Goal of the exercise. In the material below, swap every "innermost point" for "central point" and leave the rest of the wording unchanged. Give back the revised lines without the pictures.

Records supplied.
..........
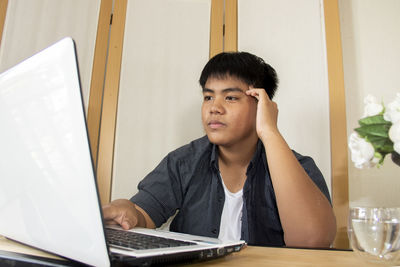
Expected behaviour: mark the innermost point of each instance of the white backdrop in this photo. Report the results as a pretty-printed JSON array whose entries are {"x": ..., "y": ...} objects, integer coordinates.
[{"x": 165, "y": 48}]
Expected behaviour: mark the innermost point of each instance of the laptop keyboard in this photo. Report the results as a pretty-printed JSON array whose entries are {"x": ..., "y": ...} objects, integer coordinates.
[{"x": 131, "y": 240}]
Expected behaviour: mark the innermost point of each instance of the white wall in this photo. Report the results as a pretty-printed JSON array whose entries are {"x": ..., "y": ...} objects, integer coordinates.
[
  {"x": 31, "y": 26},
  {"x": 371, "y": 57},
  {"x": 165, "y": 48},
  {"x": 290, "y": 35}
]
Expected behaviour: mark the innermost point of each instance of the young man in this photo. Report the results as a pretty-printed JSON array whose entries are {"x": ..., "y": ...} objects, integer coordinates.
[{"x": 241, "y": 180}]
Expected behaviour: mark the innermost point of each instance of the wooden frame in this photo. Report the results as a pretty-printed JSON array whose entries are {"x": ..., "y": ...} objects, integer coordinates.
[
  {"x": 337, "y": 103},
  {"x": 3, "y": 13},
  {"x": 110, "y": 102},
  {"x": 231, "y": 27},
  {"x": 217, "y": 27},
  {"x": 97, "y": 81}
]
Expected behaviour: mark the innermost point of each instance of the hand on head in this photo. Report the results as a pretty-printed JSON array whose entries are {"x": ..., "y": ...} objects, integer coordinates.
[{"x": 267, "y": 112}]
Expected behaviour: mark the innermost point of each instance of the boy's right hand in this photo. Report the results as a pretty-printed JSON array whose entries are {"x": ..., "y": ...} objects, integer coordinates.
[{"x": 124, "y": 213}]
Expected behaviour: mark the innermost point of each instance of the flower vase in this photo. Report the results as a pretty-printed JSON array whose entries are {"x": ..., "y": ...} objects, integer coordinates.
[{"x": 396, "y": 158}]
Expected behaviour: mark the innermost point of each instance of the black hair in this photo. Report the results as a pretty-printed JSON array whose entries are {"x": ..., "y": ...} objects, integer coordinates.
..........
Answer to this exercise.
Expected behaviour: mark the central point of each instance of the white backdrop in this photo. Report the results as a pretty-printed JSON array whose entries are {"x": ..., "y": ...} objects, integer coordinates.
[{"x": 165, "y": 48}]
Expected behaviour: mark the central point of each instance of the laptop keyboard in this photo. Report the results as a pretty-printed JSON array whose entries are {"x": ..., "y": ...} objects, integer coordinates.
[{"x": 131, "y": 240}]
Expected behaviour: mark the central point of each instance of the white wall in this photo. Report the results as a pretty-printed JSON array whose entries are {"x": ..., "y": ...} objects, integer coordinates.
[
  {"x": 31, "y": 26},
  {"x": 371, "y": 57},
  {"x": 165, "y": 48},
  {"x": 290, "y": 35}
]
Expected behaviour: mark the central point of each instance of the young man in this photo. Report the results as a pretty-printed JSON array whose entries are {"x": ..., "y": ...} objects, integer coordinates.
[{"x": 241, "y": 180}]
Expected behaviour: mark the central point of each instance of the wooden frame in this photo. Report the results as a pretty-printed JSON array whose entries are {"x": ..., "y": ...} objects, integer coordinates.
[
  {"x": 337, "y": 103},
  {"x": 3, "y": 13},
  {"x": 110, "y": 102},
  {"x": 231, "y": 27},
  {"x": 217, "y": 27},
  {"x": 97, "y": 81}
]
Expected behaviour: mark the central point of each instance of the hand on head in this photo. Report the results as a pretty-printed JSON array whose entries are {"x": ..., "y": ...} objects, integer coordinates.
[{"x": 267, "y": 112}]
Expected behaviour: mark the central point of each instance of the boy's right hand in this photo. Report the results as a pretty-printed JSON array whose entries are {"x": ..., "y": ...} objects, integer coordinates.
[{"x": 124, "y": 213}]
Expected behaviour: mark the central point of each instance of the flower vase in this photo. Report the results as a pretty-printed JSON array whose entries are {"x": ..., "y": ...} objects, integer coordinates.
[{"x": 396, "y": 158}]
Expected behaviour: mark the central point of each instance of the black hair in this photo. Report the results as a pretty-printed JSON array whose entries are {"x": ..., "y": ...} objects, integer coordinates.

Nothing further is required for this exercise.